Aim of the exercise
Write out each of the lines below, reproducing every character without any alteration.

Stored records
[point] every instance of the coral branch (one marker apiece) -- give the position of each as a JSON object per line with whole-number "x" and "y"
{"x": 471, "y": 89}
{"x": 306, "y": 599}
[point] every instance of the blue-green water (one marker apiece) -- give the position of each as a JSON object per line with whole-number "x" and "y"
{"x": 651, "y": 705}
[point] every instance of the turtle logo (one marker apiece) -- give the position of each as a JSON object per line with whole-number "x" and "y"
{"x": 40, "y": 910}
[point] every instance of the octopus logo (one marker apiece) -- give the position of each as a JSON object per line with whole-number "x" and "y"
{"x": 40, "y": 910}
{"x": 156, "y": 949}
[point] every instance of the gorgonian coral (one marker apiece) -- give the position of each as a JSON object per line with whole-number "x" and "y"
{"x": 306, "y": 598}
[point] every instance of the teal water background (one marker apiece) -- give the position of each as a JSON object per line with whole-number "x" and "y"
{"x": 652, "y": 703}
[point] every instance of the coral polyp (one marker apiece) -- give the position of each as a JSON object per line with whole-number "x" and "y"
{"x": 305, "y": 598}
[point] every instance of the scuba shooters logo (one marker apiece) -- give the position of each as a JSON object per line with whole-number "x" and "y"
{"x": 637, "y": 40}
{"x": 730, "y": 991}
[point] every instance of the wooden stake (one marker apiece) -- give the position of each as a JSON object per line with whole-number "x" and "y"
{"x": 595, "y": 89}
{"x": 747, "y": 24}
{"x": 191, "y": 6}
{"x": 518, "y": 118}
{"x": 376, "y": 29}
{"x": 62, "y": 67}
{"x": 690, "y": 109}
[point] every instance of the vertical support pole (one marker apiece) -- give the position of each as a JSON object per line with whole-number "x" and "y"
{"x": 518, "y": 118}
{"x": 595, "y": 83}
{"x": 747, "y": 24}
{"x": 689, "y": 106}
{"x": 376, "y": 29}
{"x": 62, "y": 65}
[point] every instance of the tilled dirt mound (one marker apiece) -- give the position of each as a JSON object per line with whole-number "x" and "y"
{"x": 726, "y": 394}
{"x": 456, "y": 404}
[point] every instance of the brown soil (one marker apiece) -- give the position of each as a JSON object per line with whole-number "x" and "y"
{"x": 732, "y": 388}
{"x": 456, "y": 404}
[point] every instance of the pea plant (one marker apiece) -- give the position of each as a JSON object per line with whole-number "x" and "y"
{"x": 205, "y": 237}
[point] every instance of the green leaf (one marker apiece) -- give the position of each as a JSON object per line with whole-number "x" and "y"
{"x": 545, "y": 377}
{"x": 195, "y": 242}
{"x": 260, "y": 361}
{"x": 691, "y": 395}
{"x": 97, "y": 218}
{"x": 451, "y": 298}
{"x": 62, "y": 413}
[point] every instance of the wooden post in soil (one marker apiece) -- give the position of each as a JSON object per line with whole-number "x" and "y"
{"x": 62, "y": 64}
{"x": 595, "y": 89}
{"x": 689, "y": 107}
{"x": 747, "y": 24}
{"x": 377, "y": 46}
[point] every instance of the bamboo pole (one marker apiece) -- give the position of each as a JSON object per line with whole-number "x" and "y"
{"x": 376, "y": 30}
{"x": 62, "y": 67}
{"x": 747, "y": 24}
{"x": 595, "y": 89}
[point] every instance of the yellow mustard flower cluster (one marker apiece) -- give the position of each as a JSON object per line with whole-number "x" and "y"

Solved exercise
[point] every instance of the coral branch (one marker apiece) -- give the position of each as a JSON object per line with whole-number "x" and "y"
{"x": 471, "y": 89}
{"x": 306, "y": 599}
[point] every instance of the blue-green water (one marker apiece) -- give the position of each as a JSON object per line with whole-number "x" and "y"
{"x": 651, "y": 705}
[point] every instance of the turtle logo (one marker apiece) -- give the position of each as a JSON object per line with whole-number "x" and "y"
{"x": 40, "y": 910}
[point] every instance of the octopus logo (one marker apiece) -- give the position of each as a JSON object per line with whole-number "x" and "y"
{"x": 40, "y": 910}
{"x": 156, "y": 949}
[point] every instance of the gorgonian coral (one marker apiece) -- give the position of each as a JSON object per line with whole-number "x" and "y"
{"x": 306, "y": 598}
[point] every instance of the teal water background (one marker apiece) -- give the position of each as a JSON object per line with whole-number "x" and "y"
{"x": 652, "y": 703}
[point] every instance of the coral polyp (one marker apiece) -- give the position of each as a JSON object per line with whole-number "x" and "y"
{"x": 305, "y": 598}
[point] every instance of the scuba shooters logo (one marker apiece) -- give the position of each as a JSON object per line with whole-number "x" and "y"
{"x": 637, "y": 40}
{"x": 730, "y": 991}
[point] every instance of the wooden stake (one marker apiece) -- give the position of each as a JSON object per line with whole-number "x" and "y"
{"x": 595, "y": 89}
{"x": 747, "y": 24}
{"x": 191, "y": 6}
{"x": 518, "y": 118}
{"x": 376, "y": 29}
{"x": 62, "y": 67}
{"x": 690, "y": 109}
[point] every instance of the vertical support pole (one marker apiece) -- give the position of each as a JSON object per line with whole-number "x" and "y"
{"x": 518, "y": 118}
{"x": 595, "y": 83}
{"x": 747, "y": 24}
{"x": 689, "y": 106}
{"x": 376, "y": 29}
{"x": 62, "y": 65}
[point] every instance of the tilled dirt mound (one marker apiece) -- give the position of each as a JSON object per line with whole-number "x" and "y"
{"x": 726, "y": 394}
{"x": 456, "y": 404}
[point] every instance of the brown soil (one marker apiece) -- give the position of each as a JSON object per line with whole-number "x" and "y"
{"x": 732, "y": 388}
{"x": 456, "y": 404}
[point] every instance of the pea plant (one marker apiece) -- give the position of each as a JSON object per line with whole-number "x" and "y"
{"x": 205, "y": 237}
[point] every instance of the green leaf (one marker apiece) -- give the position of each as a JSON object per line with whole-number "x" and "y"
{"x": 545, "y": 377}
{"x": 195, "y": 242}
{"x": 260, "y": 361}
{"x": 691, "y": 395}
{"x": 97, "y": 218}
{"x": 451, "y": 298}
{"x": 62, "y": 413}
[point] every instance of the wooden post in soil (one marker apiece) -- give the position of each as a JSON object per line with whole-number "x" and "y"
{"x": 62, "y": 64}
{"x": 595, "y": 89}
{"x": 689, "y": 107}
{"x": 747, "y": 24}
{"x": 377, "y": 46}
[point] every instance of the bamboo pole (one marker apiece) -- give the position of each as a JSON object per line with whole-number "x" and "y"
{"x": 376, "y": 30}
{"x": 62, "y": 67}
{"x": 747, "y": 24}
{"x": 595, "y": 89}
[point] every instance of the yellow mustard flower cluster (one marker apiece) -- give the position of each as a JSON object per line with whole-number "x" and "y"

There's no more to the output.